[Entries from a dataset]

*****

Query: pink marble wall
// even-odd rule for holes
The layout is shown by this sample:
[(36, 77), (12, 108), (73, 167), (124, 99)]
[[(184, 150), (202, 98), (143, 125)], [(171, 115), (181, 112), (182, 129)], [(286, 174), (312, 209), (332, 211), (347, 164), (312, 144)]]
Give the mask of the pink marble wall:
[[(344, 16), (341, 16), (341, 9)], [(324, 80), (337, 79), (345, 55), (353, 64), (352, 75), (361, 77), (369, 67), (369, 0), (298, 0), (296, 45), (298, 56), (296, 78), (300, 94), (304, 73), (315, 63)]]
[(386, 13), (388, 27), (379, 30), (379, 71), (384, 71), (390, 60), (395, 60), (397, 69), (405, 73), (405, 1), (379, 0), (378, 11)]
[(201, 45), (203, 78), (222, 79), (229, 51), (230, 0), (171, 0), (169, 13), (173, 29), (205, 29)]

*****

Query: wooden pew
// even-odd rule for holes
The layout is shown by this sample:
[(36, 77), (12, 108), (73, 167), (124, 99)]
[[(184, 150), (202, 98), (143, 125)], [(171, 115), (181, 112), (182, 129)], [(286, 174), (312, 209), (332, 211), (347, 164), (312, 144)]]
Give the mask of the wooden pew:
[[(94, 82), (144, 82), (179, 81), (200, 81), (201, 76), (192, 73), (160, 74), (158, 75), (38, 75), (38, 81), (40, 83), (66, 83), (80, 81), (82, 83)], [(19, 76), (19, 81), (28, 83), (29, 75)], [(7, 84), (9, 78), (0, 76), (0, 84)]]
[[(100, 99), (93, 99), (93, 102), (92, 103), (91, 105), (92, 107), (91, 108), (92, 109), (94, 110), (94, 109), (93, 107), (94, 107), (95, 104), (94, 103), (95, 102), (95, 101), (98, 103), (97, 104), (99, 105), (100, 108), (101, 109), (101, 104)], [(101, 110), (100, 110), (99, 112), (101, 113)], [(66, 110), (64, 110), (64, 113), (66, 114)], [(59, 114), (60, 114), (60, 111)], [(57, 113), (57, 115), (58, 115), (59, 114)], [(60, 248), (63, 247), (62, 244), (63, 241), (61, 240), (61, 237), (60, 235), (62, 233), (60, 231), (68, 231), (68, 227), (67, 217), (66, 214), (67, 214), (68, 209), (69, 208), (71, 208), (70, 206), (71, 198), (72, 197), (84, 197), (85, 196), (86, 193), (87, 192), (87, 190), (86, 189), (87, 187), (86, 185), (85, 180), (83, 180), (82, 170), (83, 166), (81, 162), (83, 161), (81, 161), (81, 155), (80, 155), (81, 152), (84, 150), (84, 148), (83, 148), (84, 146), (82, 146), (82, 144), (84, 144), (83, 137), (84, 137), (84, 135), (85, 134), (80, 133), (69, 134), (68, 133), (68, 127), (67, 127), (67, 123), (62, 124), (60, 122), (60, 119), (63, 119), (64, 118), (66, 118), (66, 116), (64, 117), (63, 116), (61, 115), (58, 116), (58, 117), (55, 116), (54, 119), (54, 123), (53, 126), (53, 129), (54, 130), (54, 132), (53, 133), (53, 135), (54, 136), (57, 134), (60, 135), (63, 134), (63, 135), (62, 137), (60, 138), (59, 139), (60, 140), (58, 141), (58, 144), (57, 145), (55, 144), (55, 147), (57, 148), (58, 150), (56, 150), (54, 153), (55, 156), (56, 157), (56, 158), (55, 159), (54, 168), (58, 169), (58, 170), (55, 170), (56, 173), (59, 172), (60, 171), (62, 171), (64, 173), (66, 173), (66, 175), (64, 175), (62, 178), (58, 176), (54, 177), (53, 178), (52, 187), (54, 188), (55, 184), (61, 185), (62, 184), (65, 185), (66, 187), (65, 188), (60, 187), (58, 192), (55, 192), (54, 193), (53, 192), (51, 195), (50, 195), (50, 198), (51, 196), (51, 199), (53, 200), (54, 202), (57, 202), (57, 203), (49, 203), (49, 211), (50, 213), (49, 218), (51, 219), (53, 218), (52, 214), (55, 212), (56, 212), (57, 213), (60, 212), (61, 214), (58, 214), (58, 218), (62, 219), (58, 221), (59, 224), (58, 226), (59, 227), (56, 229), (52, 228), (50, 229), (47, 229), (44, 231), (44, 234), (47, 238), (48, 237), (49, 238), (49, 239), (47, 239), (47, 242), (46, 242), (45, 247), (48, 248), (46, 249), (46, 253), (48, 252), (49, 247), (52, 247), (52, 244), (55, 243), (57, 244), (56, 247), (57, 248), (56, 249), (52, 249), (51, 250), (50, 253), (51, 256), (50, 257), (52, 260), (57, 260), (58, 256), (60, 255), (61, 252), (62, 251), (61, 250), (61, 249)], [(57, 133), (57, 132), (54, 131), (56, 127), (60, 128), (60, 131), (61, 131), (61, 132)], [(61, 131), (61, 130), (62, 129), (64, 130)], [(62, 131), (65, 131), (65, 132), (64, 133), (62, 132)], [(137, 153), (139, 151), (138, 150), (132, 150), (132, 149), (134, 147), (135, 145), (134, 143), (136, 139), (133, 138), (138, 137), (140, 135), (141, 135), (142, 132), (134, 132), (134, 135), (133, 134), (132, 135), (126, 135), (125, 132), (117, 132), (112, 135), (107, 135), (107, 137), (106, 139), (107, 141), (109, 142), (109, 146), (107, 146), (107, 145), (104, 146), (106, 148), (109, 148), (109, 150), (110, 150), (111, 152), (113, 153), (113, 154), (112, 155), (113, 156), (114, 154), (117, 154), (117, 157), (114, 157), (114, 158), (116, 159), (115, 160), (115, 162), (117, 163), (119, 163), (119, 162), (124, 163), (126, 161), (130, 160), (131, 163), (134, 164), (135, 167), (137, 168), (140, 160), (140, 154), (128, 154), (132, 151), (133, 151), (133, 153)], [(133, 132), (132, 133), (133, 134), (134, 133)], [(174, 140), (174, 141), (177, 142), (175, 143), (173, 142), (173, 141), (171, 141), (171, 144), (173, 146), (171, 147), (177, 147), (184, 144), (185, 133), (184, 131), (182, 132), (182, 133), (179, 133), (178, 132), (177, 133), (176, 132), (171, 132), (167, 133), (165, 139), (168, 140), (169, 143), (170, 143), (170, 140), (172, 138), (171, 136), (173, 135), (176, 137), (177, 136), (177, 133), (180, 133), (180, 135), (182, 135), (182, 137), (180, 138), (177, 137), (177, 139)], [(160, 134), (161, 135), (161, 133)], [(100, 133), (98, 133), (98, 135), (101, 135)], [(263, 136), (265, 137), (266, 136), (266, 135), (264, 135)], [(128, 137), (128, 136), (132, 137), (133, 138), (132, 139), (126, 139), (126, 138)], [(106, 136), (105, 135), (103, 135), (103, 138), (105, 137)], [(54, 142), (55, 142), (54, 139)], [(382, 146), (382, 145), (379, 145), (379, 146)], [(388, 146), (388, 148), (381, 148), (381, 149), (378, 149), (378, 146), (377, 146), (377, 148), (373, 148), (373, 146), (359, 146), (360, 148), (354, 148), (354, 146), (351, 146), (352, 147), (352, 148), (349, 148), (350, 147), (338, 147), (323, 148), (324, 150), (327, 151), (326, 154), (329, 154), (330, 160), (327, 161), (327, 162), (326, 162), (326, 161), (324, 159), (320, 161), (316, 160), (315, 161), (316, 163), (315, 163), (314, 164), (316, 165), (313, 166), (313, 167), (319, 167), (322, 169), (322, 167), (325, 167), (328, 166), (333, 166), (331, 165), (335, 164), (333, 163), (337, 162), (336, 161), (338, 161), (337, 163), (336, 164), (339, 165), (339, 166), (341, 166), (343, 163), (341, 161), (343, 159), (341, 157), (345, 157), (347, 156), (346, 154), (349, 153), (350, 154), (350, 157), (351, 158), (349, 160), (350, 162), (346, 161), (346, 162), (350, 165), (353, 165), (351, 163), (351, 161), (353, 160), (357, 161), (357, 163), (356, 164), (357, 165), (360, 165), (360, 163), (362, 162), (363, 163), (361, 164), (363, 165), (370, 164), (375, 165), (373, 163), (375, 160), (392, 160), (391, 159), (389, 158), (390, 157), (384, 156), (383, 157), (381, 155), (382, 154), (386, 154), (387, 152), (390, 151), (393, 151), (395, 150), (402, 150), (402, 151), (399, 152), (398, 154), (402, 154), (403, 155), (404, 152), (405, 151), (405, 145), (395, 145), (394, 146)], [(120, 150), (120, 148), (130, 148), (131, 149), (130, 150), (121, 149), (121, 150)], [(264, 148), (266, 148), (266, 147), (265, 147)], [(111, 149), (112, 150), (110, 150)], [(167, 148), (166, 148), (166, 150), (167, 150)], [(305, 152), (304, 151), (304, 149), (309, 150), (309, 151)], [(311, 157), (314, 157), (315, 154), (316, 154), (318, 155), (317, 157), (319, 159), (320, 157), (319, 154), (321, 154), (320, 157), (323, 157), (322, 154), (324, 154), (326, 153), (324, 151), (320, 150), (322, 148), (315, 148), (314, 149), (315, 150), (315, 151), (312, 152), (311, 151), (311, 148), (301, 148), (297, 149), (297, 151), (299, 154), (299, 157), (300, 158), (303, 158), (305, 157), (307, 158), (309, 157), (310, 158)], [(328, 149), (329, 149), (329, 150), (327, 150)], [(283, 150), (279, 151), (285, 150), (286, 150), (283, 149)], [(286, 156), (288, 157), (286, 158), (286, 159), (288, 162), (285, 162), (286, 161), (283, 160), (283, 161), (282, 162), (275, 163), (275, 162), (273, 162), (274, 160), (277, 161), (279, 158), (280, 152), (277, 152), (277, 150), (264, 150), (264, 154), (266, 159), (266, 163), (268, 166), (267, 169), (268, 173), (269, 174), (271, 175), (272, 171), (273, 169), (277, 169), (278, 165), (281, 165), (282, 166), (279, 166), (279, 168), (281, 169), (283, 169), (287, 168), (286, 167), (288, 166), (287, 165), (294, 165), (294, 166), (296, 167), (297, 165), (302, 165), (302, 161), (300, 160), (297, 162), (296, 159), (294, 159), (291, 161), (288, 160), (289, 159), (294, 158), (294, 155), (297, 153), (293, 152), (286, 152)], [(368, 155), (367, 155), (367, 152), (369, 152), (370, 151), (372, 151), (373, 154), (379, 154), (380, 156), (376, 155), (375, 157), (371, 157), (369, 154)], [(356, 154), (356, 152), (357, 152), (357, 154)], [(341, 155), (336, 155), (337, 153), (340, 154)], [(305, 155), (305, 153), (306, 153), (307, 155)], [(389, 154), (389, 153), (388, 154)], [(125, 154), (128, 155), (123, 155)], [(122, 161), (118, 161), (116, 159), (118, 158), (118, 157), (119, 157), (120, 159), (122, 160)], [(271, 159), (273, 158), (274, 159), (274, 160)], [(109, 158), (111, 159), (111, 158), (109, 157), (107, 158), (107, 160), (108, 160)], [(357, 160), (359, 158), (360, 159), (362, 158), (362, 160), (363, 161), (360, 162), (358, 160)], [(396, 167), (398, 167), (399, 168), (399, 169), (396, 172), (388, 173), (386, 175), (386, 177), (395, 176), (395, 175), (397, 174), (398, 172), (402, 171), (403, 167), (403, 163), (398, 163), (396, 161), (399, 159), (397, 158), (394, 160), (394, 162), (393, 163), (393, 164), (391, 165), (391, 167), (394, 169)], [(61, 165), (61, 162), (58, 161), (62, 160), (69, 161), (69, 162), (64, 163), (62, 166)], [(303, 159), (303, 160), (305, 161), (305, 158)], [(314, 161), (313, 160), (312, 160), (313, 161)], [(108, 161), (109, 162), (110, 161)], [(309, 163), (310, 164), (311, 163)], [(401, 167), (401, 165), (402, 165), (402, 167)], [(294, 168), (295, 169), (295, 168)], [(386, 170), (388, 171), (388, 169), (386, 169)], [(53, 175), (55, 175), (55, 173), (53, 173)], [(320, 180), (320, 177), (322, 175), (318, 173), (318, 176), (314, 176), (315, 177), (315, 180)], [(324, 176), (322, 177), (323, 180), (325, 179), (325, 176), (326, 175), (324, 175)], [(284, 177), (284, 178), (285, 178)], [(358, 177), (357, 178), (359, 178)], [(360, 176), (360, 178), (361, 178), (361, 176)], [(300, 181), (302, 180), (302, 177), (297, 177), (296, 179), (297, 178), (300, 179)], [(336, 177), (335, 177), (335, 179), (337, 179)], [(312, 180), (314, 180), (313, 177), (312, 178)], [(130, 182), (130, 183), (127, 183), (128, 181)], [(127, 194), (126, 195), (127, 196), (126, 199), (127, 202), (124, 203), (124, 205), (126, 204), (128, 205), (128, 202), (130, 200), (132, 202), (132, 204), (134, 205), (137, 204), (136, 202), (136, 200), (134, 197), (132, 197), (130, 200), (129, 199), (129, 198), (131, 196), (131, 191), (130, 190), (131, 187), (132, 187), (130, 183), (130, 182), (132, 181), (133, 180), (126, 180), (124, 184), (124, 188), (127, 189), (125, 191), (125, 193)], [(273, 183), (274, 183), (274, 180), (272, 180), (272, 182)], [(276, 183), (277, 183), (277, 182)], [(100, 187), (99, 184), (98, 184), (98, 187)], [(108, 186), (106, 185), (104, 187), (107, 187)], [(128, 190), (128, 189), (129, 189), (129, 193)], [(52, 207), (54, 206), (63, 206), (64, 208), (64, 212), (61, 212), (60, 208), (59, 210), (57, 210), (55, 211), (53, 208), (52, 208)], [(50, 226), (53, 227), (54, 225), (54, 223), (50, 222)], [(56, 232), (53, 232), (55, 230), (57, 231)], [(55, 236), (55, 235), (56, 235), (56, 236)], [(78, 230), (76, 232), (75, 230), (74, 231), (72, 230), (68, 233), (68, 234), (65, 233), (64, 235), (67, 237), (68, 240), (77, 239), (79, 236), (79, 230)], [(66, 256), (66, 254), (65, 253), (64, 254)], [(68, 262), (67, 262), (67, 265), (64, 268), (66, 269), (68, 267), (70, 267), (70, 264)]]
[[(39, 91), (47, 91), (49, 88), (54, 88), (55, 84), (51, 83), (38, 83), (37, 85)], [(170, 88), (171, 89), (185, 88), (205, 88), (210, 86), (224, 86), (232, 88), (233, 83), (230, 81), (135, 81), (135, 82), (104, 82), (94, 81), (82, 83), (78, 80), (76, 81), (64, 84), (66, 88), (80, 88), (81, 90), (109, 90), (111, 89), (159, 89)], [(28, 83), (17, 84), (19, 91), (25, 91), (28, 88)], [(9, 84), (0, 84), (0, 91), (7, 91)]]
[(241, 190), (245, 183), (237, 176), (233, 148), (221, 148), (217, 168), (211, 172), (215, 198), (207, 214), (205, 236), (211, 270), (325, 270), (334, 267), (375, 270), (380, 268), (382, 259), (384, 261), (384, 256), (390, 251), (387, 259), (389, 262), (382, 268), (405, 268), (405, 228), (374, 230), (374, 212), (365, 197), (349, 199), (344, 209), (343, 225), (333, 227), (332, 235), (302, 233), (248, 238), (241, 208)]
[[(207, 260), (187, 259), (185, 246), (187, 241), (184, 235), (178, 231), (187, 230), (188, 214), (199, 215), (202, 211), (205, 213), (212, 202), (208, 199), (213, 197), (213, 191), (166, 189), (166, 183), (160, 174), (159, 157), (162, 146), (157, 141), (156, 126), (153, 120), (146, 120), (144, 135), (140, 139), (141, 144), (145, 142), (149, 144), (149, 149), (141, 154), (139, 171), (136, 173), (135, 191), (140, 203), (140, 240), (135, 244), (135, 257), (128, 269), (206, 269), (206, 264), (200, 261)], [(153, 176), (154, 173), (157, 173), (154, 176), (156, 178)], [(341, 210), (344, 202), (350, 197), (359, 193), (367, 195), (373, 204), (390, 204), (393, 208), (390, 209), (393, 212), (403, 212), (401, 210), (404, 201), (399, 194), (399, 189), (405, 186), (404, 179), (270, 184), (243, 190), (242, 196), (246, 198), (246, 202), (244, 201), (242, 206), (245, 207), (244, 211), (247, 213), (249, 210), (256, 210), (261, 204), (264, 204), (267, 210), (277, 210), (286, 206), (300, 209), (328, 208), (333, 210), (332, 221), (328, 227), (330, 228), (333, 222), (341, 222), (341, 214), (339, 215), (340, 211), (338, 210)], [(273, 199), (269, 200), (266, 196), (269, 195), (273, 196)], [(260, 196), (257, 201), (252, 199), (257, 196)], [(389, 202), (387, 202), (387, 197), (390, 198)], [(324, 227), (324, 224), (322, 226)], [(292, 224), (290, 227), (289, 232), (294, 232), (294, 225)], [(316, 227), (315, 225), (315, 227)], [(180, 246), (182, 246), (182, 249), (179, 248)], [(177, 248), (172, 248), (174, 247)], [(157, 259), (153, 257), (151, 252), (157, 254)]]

*****

* [WHAT IS NEEDED]:
Copy the listing verbatim from the line with "Query: pink marble wall" to the line with "Give the mask of the pink", including both of those lines.

* [SOLUTION TO THIS TASK]:
Query: pink marble wall
// even-odd rule for holes
The layout is shown by this sample:
[(36, 77), (12, 108), (73, 167), (124, 99)]
[[(184, 150), (202, 98), (143, 125)], [(171, 115), (181, 112), (182, 129)], [(286, 174), (312, 209), (332, 211), (347, 164), (312, 144)]]
Give the mask of the pink marble wall:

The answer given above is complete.